[Pointing and labeling entries]
========================================================================

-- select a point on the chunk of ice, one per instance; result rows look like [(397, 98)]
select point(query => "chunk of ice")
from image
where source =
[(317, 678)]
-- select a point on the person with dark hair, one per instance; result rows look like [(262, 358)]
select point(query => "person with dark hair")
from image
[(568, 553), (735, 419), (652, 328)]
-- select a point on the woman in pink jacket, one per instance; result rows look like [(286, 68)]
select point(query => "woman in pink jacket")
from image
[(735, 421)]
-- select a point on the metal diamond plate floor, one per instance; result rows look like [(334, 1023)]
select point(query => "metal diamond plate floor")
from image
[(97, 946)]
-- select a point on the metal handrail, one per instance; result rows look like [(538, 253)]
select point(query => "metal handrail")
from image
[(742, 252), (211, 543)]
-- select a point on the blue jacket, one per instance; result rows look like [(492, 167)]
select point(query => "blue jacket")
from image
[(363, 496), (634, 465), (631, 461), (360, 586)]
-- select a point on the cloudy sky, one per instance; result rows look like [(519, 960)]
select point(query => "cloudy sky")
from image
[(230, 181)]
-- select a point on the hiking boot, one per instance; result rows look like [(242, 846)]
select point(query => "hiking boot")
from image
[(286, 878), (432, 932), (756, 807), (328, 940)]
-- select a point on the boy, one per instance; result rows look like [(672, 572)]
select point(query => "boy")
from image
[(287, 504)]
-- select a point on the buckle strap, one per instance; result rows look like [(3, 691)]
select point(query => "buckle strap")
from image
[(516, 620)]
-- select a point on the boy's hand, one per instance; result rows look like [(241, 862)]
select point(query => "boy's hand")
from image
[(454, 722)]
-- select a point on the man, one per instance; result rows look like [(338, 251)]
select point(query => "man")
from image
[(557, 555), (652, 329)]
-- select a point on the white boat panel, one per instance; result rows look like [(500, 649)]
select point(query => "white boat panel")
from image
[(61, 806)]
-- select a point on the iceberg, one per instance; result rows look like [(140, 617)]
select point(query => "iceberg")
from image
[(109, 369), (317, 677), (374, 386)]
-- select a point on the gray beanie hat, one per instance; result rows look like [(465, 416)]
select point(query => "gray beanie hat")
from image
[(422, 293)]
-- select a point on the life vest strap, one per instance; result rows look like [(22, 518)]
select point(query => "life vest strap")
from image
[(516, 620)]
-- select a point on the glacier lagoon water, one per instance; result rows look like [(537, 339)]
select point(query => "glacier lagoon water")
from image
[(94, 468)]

========================================================================

• Goal of the exercise: Reproduce the whole listing, switching every "one per instance" to "one per object" and leaving everything else the same.

• Solution for this task:
-- select a point on the chunk of ice, one per object; result rows look like [(397, 98)]
select point(query => "chunk of ice")
from image
where source =
[(317, 678)]
-- select a point on the person with dark hair, one per object; result rows look like [(262, 358)]
select point(query => "person with dark hair")
from image
[(568, 553), (735, 419), (652, 328)]
-- select a point on the woman in pink jacket, one per object; result rows look like [(286, 68)]
select point(query => "woman in pink jacket")
from image
[(735, 421)]
-- select a point on the metal diamond plate floor, one per object; result rows look like [(334, 1023)]
select point(query => "metal diamond plate floor")
from image
[(97, 946)]
-- select a point on the metal handrail, one per object; result rows look like [(538, 253)]
select point(query => "metal handrail")
from image
[(742, 252), (211, 543)]
-- select a point on the blue jacket, one per object; result rows look like [(492, 167)]
select point(query => "blue jacket")
from image
[(363, 496), (634, 465), (631, 461), (360, 586)]
-- select a point on the cloudy sky, one per object; result rows look like [(519, 960)]
select point(query => "cloudy sky")
from image
[(230, 181)]
-- select a point on the hiking boot, one per object; result rows look like [(242, 846)]
select point(query => "hiking boot")
from image
[(286, 878), (432, 932), (756, 807), (328, 940)]
-- select a point on the boy, one per object; result rows look like [(672, 572)]
select point(query => "boy")
from image
[(287, 504)]
-- select a point on the buckle strap, one per object; result rows look like [(3, 691)]
select point(query => "buckle strap")
from image
[(516, 620)]
-- select a point on the boy's hand, one per object; result rows look like [(241, 862)]
select point(query => "boy's hand")
from image
[(454, 722)]
-- select a point on the man, one per object; result rows look like [(338, 251)]
select point(query => "man")
from image
[(557, 555), (652, 329)]
-- select a point on the white boat panel, one per object; result rows look like [(500, 649)]
select point(query => "white boat panel")
from image
[(61, 806)]
-- select a point on the iceberg, one per object; result rows look like [(140, 617)]
select point(query => "iceberg")
from image
[(109, 369), (317, 677), (374, 386)]
-- select a point on the gray beanie hat, one per object; result rows look like [(465, 416)]
select point(query => "gray beanie hat")
from image
[(422, 293)]
-- select a point on the life vest strap, one per object; result rows look like [(22, 518)]
select point(query => "life vest strap")
from image
[(516, 620)]
-- select a point on the glacier lagoon water, one per object; result rows look like [(537, 339)]
select point(query => "glacier lagoon water")
from image
[(94, 468)]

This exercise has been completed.